▶ What this task involves
According to the article on "Take It Like a Man" below, who directed the song's music video?

=== Supplied text ===

Single by Michelle Wright

from the album Now and Then
- B-side: "Guitar Talk"
- Released: February 1992
- Genre: Country
- Length: 3:57
- Label: Arista Nashville
- Songwriter(s): Tony Haselden
- Producer(s): Steve Bogard Rick Giles

Michelle Wright singles chronology
| "Not Enough Love to Go 'Round" (1991) | "Take It Like a Man" (1992) | "One Time Around" (1992) |

= Take It Like a Man (Michelle Wright song) =

"Take It Like a Man" is a song written by Tony Haselden, and recorded by Canadian country music artist Michelle Wright. It was released in February 1992 as the first single from Wright's album Now and Then. The song became Wright's first Number One on the Canadian RPM Country Tracks charts that year. It was also her only top 10 hit on the Billboard Hot Country Singles & Tracks chart in the United States. Country singer Lari White is featured on background vocals.

The single and its music video, directed by Canadian director Steven Goldmann, went on to win Single of the Year and Video of the Year from the Canadian Country Music Association. The album that included the song won Album of the Year from the RPM Big Country Awards in 1993. The song's success in the United States won Wright Top New Female Vocalist from the Academy of Country Music in 1993.

=== Records shown ===

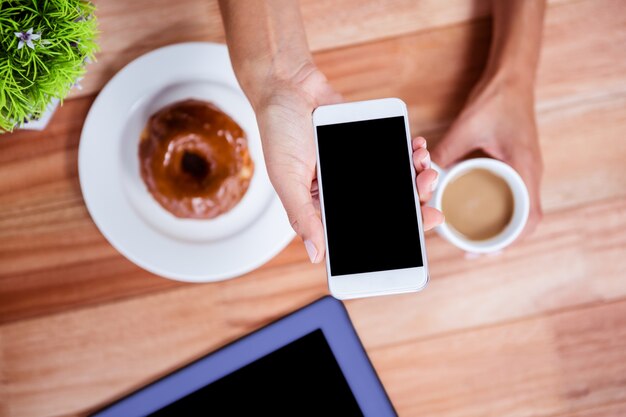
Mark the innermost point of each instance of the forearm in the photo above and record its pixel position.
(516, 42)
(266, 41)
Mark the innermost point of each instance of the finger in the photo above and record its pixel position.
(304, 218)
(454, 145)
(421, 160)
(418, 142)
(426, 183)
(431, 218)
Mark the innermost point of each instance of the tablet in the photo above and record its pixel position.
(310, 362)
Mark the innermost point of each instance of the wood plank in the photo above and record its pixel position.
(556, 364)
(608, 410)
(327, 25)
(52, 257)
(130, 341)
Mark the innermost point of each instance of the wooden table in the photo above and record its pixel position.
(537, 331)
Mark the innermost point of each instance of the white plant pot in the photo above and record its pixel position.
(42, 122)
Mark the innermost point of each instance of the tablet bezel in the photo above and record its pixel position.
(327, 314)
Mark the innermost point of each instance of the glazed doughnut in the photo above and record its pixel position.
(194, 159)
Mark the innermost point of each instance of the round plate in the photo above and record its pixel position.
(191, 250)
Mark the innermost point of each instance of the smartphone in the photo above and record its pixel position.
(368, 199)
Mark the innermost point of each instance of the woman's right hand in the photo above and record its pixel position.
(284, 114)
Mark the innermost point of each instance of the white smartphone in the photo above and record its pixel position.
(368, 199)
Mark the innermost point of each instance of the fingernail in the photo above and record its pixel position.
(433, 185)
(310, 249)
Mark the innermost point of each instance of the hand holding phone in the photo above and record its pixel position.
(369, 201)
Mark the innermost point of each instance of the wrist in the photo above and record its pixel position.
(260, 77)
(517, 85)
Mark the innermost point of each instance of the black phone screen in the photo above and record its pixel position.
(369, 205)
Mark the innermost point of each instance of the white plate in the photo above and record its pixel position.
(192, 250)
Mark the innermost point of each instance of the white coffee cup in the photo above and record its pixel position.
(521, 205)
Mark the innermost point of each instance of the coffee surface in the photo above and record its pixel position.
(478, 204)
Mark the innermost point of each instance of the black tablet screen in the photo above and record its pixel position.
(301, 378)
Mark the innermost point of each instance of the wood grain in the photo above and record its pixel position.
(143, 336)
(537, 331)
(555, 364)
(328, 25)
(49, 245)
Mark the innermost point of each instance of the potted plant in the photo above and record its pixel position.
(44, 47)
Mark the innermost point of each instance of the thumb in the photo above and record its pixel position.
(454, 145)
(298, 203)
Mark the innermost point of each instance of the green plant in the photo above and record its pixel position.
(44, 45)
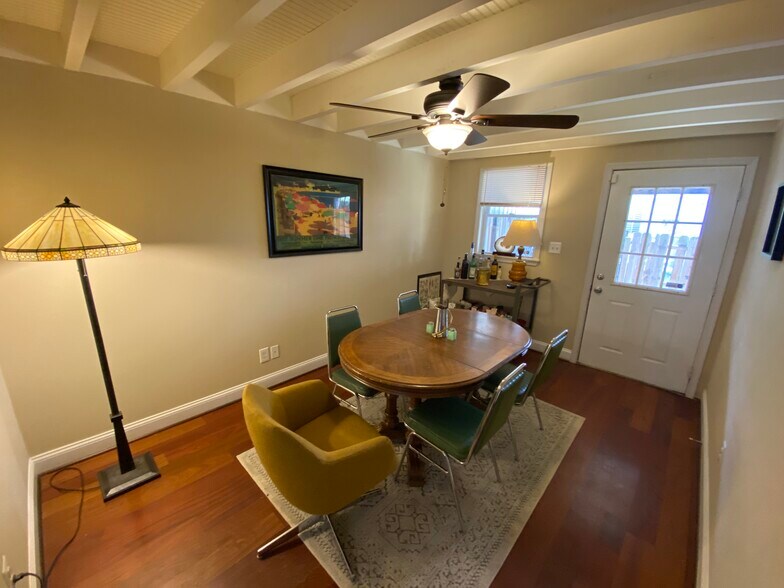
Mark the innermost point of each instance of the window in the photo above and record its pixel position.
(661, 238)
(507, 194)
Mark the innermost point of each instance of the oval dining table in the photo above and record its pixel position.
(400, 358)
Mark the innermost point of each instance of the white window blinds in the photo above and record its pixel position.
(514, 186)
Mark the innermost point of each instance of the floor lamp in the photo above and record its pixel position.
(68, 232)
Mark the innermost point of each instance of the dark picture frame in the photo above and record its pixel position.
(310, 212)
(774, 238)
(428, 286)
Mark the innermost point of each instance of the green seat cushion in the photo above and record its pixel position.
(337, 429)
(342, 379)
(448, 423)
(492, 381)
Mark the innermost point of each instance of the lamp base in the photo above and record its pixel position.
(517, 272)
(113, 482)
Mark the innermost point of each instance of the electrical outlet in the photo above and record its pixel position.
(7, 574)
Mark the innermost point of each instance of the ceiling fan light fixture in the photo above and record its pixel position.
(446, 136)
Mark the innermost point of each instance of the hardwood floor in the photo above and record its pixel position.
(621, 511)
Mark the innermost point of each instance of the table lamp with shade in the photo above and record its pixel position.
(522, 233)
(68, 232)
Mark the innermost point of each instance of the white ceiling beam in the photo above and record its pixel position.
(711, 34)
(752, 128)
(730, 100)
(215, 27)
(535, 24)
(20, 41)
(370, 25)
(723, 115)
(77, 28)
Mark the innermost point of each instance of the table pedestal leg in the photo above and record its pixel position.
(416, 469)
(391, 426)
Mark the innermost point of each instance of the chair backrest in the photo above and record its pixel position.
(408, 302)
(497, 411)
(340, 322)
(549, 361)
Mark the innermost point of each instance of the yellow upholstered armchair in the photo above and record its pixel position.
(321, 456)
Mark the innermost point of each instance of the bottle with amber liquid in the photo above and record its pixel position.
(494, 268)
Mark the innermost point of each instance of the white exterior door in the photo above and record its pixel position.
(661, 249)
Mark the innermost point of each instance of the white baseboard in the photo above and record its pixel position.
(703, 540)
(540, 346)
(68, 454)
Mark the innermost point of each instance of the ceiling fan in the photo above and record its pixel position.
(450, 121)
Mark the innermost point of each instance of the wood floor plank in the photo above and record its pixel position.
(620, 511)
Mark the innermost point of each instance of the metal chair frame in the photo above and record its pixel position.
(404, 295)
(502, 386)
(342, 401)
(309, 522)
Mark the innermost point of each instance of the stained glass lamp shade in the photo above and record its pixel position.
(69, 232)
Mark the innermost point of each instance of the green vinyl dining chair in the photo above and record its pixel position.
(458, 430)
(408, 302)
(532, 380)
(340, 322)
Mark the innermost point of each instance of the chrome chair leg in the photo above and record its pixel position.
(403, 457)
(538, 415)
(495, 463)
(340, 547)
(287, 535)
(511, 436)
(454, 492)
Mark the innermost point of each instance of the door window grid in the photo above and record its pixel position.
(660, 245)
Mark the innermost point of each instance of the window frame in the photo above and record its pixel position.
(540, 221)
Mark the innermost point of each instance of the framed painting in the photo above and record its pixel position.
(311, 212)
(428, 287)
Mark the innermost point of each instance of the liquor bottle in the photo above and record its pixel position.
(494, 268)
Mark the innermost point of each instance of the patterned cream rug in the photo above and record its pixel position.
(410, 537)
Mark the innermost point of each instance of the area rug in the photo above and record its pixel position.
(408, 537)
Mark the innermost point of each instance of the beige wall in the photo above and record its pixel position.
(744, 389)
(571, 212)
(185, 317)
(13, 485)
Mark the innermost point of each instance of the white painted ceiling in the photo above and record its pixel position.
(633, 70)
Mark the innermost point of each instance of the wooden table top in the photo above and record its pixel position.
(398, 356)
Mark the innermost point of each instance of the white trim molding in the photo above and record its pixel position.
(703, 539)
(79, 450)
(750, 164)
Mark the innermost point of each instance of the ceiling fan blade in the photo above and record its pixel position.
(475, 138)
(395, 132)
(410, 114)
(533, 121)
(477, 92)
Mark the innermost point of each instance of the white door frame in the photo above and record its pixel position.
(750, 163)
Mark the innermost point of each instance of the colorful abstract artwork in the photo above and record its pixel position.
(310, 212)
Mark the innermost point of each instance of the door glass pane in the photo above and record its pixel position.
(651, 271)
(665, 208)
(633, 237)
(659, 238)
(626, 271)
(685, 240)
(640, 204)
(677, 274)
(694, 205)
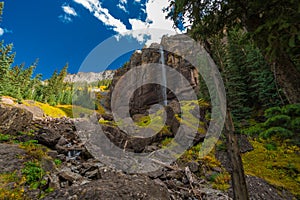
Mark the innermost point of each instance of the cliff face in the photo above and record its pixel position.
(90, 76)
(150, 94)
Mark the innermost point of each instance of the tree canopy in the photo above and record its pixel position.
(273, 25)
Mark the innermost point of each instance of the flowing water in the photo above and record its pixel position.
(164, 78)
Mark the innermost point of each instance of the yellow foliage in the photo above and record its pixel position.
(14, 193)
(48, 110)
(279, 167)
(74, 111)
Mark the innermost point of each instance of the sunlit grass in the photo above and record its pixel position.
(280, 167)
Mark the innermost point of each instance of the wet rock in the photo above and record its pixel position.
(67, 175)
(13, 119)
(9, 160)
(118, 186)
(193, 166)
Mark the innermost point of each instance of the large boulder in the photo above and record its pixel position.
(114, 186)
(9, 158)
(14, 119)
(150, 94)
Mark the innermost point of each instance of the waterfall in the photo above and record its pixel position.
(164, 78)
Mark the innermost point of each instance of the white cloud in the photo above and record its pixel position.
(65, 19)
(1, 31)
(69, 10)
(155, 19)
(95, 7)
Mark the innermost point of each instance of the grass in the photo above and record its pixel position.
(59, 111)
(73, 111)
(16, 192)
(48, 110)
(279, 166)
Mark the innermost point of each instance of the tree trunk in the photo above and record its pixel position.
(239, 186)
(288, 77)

===
=== Records shown ===

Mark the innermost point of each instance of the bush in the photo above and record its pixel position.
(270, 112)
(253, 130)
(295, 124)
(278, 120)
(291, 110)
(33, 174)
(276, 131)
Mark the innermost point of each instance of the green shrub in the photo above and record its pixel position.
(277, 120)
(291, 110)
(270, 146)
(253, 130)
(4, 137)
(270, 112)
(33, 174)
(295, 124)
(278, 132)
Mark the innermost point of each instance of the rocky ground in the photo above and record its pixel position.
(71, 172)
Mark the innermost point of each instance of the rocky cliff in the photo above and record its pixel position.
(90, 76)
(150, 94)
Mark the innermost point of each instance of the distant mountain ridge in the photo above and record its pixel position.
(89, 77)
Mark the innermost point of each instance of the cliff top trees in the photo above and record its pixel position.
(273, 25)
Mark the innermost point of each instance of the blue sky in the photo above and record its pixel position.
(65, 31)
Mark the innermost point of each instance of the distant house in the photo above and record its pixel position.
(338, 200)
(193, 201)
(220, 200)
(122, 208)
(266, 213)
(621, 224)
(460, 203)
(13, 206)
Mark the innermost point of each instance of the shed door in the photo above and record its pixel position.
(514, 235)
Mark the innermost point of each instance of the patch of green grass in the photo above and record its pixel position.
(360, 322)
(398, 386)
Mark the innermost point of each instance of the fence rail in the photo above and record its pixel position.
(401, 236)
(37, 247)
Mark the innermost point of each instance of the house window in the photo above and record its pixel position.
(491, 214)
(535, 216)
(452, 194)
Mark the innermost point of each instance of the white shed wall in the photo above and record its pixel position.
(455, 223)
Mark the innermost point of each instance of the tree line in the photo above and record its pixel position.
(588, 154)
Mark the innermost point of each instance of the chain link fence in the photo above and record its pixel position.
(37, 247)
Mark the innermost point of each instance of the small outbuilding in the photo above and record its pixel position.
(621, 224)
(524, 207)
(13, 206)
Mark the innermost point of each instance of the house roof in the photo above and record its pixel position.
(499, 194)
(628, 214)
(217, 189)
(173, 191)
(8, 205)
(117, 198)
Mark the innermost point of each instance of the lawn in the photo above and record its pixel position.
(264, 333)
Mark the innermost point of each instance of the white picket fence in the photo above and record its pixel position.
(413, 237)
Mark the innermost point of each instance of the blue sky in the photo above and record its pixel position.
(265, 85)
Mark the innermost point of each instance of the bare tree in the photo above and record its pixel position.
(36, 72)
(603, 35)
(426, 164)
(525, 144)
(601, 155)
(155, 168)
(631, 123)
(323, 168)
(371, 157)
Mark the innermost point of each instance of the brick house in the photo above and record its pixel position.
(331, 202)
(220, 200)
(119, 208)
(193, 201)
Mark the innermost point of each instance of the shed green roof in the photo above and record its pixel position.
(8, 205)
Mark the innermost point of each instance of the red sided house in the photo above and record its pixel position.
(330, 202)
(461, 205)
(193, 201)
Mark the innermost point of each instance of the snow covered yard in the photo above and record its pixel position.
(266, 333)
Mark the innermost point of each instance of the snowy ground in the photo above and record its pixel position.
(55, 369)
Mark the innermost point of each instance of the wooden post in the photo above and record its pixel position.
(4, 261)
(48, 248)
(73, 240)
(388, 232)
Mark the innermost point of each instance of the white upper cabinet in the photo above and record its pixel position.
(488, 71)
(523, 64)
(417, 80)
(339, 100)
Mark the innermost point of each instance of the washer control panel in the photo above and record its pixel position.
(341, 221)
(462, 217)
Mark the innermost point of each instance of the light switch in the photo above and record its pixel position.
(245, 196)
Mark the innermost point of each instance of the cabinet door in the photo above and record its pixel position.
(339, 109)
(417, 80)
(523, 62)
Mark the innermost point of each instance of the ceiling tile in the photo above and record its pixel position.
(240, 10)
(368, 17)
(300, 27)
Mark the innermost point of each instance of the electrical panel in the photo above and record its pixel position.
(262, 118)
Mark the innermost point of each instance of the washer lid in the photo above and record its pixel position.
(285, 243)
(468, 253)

===

▶ Written response
Steven Goldmann